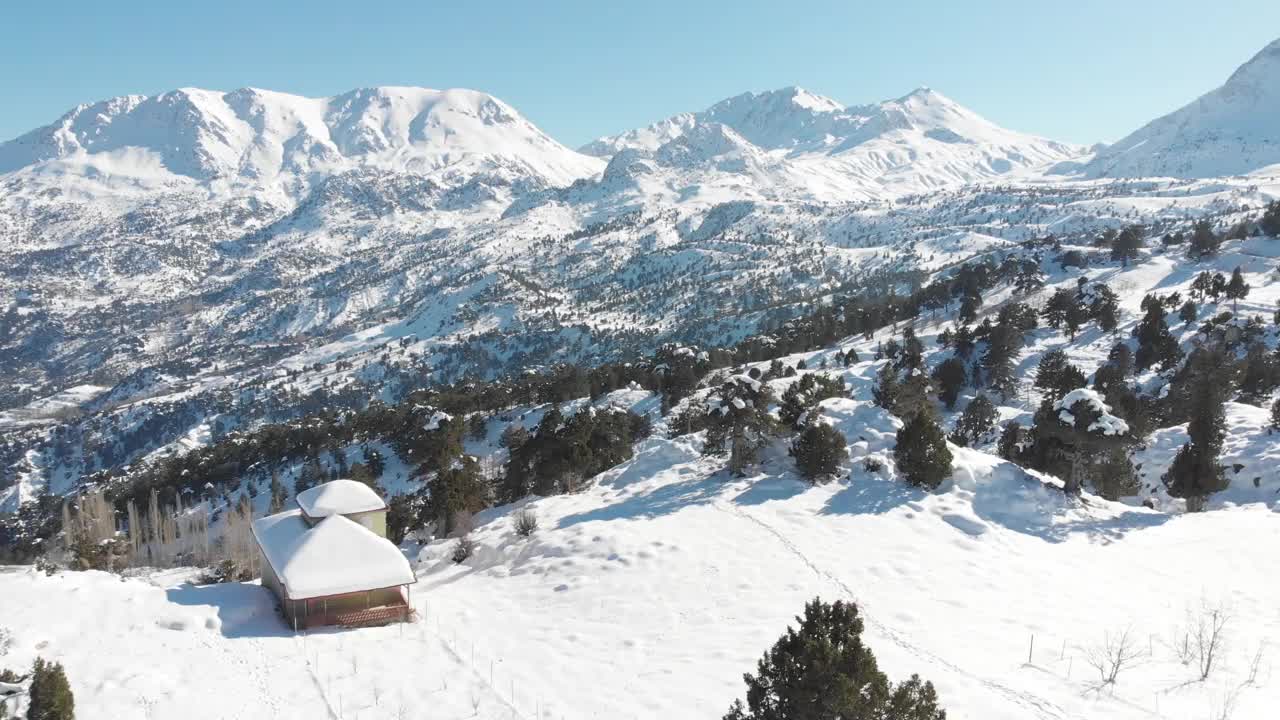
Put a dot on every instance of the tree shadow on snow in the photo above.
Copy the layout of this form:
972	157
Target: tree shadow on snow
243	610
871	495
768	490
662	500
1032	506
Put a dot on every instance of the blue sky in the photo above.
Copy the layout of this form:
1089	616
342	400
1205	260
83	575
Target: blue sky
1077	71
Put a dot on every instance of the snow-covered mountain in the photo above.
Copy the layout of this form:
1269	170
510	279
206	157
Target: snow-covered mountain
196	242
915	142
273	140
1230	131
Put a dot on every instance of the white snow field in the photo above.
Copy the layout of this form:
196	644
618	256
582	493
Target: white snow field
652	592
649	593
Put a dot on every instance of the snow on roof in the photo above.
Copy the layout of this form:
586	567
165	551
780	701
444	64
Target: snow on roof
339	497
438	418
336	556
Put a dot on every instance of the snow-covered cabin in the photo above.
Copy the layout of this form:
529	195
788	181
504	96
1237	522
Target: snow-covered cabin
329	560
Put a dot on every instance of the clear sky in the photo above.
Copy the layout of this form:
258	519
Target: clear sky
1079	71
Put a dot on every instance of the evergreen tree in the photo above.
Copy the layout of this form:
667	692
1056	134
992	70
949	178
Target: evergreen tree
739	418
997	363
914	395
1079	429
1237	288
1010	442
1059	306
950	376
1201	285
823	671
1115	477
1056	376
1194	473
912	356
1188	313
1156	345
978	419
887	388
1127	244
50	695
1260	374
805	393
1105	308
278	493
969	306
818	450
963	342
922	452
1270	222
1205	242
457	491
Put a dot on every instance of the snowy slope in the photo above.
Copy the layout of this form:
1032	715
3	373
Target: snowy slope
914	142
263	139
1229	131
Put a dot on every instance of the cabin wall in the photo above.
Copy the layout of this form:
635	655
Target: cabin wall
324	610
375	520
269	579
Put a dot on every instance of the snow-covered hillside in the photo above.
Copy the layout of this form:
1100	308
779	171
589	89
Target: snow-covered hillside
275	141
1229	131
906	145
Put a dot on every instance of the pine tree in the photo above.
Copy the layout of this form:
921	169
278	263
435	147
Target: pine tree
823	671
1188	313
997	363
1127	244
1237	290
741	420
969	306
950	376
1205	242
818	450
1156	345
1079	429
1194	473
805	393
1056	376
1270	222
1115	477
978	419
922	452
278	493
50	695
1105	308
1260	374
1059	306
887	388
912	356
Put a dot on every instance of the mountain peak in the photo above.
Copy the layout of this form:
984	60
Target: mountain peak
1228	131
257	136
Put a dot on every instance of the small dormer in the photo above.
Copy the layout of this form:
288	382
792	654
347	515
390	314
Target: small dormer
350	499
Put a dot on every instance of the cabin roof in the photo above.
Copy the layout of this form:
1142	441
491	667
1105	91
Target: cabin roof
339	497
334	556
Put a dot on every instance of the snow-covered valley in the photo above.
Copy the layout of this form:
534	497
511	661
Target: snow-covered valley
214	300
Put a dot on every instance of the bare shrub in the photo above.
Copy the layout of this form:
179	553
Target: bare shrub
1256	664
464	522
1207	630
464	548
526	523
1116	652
------
Task directions.
Nothing but the pictures is to be left out; repeat the data exactly.

Answer for this exercise.
Put a dot on every instance of the tree shadow on snow in the photo above.
Copy the layout of this form:
972	157
Target: tree shadow on snow
243	610
871	495
768	490
662	500
1032	506
Put a dot on every instance of the blue sky in the photo above.
Copy the layout of this form:
1089	616
342	400
1205	260
83	575
Target: blue sky
1077	71
Put a dot on every instance of the snow-covered mountain in the photo above.
Copy the layout of this form:
1269	170
510	279
206	157
Target: snow-covered mountain
196	242
915	142
273	140
1230	131
Put a dot on every instance of the white snow field in the photo above.
Copy the layout of this form:
196	644
618	256
582	493
Target: white snow field
652	592
649	593
Put a dot on every instance of the snow on roof in the photo above.
Copy the layout of this form:
586	567
165	551
780	701
444	64
Target: snow on roof
339	497
438	418
336	556
Put a dot on every instance of the snow-covered cabin in the photo above.
Copy the layout of this form:
529	195
788	181
504	96
1237	522
Target: snow-covered cabin
329	560
Put a dot on every instance of the clear sky in the photo above.
Copy the layout of this form:
258	519
Target: clear sky
1079	71
Put a dot on every instance of the evergreen tree in the photo above.
Copy the layout of this form:
667	692
1056	134
992	70
949	178
Target: evergreen tree
739	418
997	363
914	395
1079	429
1237	288
1010	442
1059	306
950	376
1201	285
823	671
1115	477
1056	376
1194	473
912	356
1188	313
1156	345
978	419
887	388
1127	244
50	695
1260	374
805	393
1105	308
278	493
969	306
818	450
963	342
922	452
1270	222
1205	242
457	491
Put a dot on every instance of the snowy slope in the photo above.
Copy the layout of this form:
1032	715
3	373
Target: snowy slope
914	142
263	139
1229	131
Put a dot on every instance of the cabin wall in the photo above.
Copy the layout of this form:
635	655
Target: cabin wall
324	610
375	520
269	579
Put a dot on every instance of the snow-covered hillside in the photo above.
Copy the layout of this form:
1100	308
779	171
589	89
Target: snow-covered hillside
275	141
1229	131
906	145
Put a dot on every instance of the pine tree in the photo above.
Copy the layout of this form:
921	169
278	263
435	147
Target: pine tree
823	671
1188	313
997	363
1127	244
1237	290
741	420
969	306
950	376
1205	242
818	450
1156	345
1079	429
1194	473
805	393
1056	376
1270	222
1115	477
978	419
922	452
278	493
50	695
1105	308
1260	374
1059	306
887	388
912	356
Put a dot on every instance of the mountain peak in the photo above.
Copy the layout of this form:
984	60
Target: mountain peak
1228	131
257	136
Put a dot on every instance of the small dormer in the photo above.
Copy the layout of this form:
288	382
792	654
347	515
390	314
Target: small dormer
350	499
Put a dot on every instance of the cabin roof in the photo above.
Copy the layout of this form:
1142	441
491	667
1105	91
Target: cabin roof
339	497
334	556
Put a dot on every instance of the snow-covered valley in the photo above.
Copy the layout of this form:
534	497
511	661
Target: snow-covered valley
214	300
Put a dot on every instance of the bare shrub in the photo above.
Copy the layout of this form:
179	553
Target: bare shrub
1256	664
464	522
1207	630
464	548
526	523
1116	652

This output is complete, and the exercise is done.